Copy the records below word for word, leaving out nothing.

Given data —
════

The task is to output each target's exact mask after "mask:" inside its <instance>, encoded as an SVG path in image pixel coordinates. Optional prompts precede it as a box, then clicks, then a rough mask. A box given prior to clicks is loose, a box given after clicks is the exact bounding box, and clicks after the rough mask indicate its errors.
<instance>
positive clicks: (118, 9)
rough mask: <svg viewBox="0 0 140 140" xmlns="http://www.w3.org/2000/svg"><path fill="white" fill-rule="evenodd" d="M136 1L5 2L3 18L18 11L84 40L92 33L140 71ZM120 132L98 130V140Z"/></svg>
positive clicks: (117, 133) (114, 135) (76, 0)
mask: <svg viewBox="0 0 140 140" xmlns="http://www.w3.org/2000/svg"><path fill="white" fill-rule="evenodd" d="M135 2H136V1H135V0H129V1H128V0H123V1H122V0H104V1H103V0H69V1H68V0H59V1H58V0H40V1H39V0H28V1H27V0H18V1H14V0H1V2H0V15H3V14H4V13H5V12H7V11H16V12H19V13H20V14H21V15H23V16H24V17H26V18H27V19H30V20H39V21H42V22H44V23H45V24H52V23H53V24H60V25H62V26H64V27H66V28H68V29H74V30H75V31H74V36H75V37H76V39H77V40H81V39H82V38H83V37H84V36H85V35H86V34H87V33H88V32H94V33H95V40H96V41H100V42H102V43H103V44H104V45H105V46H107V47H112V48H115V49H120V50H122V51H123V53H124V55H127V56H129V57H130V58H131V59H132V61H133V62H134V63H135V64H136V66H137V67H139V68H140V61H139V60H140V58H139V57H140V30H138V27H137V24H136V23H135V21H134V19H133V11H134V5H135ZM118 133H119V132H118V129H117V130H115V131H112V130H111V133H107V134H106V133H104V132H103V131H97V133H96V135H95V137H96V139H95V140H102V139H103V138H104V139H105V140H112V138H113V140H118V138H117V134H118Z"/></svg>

════

Response area —
The task is to output each target's exact mask after "mask:" inside its <instance>, encoded as an SVG path in image pixel coordinates. Optional prompts precede it as a box, then clicks, then a rough mask. A box given prior to clicks is loose, a box given after clicks is the exact bounding box, and clicks after the rough mask indicate its errors.
<instance>
positive clicks: (118, 9)
rough mask: <svg viewBox="0 0 140 140" xmlns="http://www.w3.org/2000/svg"><path fill="white" fill-rule="evenodd" d="M136 1L5 2L3 18L18 11L84 40L92 33L140 71ZM120 132L98 130V140Z"/></svg>
positive clicks: (117, 133) (114, 135) (76, 0)
mask: <svg viewBox="0 0 140 140" xmlns="http://www.w3.org/2000/svg"><path fill="white" fill-rule="evenodd" d="M135 2H136V1H135V0H129V1H128V0H123V1H122V0H104V1H103V0H69V1H68V0H59V1H58V0H40V1H39V0H28V1H27V0H18V1H14V0H1V2H0V15H3V14H4V13H5V12H7V11H16V12H19V13H20V14H21V15H23V16H24V17H26V18H27V19H30V20H39V21H42V22H44V23H45V24H52V23H53V24H60V25H62V26H64V27H66V28H68V29H74V30H75V31H74V36H75V37H76V39H77V40H81V39H82V38H83V37H84V36H85V35H86V34H87V33H88V32H94V33H95V40H96V41H100V42H102V43H103V44H104V45H105V46H107V47H112V48H115V49H120V50H122V51H123V53H124V55H127V56H129V57H130V58H131V59H132V61H133V62H134V63H135V64H136V66H137V67H139V68H140V61H139V60H140V58H139V57H140V30H138V27H137V24H136V23H135V21H134V19H133V11H134V5H135ZM118 133H119V132H118V129H117V130H115V131H112V130H111V133H107V134H106V133H104V132H103V131H97V133H96V135H95V137H96V139H95V140H102V139H103V138H104V139H105V140H112V138H113V140H118V138H117V134H118Z"/></svg>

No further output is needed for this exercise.